(Collected data)
..............................

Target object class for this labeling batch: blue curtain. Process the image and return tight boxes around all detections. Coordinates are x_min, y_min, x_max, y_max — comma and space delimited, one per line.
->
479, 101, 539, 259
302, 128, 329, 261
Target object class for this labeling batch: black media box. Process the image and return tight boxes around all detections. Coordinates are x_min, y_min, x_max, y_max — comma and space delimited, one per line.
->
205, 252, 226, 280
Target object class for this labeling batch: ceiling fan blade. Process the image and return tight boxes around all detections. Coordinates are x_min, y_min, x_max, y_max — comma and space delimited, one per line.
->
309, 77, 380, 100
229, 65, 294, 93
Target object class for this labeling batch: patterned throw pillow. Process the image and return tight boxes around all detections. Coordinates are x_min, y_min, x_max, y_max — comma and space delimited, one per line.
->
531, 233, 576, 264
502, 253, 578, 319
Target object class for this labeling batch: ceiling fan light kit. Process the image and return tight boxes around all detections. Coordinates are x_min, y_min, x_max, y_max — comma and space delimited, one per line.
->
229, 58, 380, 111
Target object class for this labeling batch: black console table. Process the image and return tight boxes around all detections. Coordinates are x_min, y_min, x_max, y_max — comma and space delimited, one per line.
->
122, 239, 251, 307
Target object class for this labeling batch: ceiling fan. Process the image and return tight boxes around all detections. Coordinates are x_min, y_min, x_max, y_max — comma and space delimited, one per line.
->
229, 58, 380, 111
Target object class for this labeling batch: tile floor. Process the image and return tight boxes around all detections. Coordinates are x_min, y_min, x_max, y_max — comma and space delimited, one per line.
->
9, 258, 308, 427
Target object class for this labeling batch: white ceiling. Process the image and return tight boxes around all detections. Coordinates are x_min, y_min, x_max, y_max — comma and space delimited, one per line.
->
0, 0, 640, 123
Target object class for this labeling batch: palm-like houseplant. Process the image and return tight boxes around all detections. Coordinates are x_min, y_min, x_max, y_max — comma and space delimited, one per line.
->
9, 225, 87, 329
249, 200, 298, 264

..............................

_YOUR INSTRUCTIONS:_
Can you copy the lines of the records above, starting with the line that contains "Target object class for this labeling batch: palm-like" and running through the end of the records, with both ends included?

_EXERCISE RESPONSE:_
Target object class for this labeling batch: palm-like houseplant. Process the image and return tight boxes around all detections. Coordinates are x_min, y_min, x_max, y_max — comma and space delimited, one per line.
->
9, 225, 87, 329
249, 200, 298, 264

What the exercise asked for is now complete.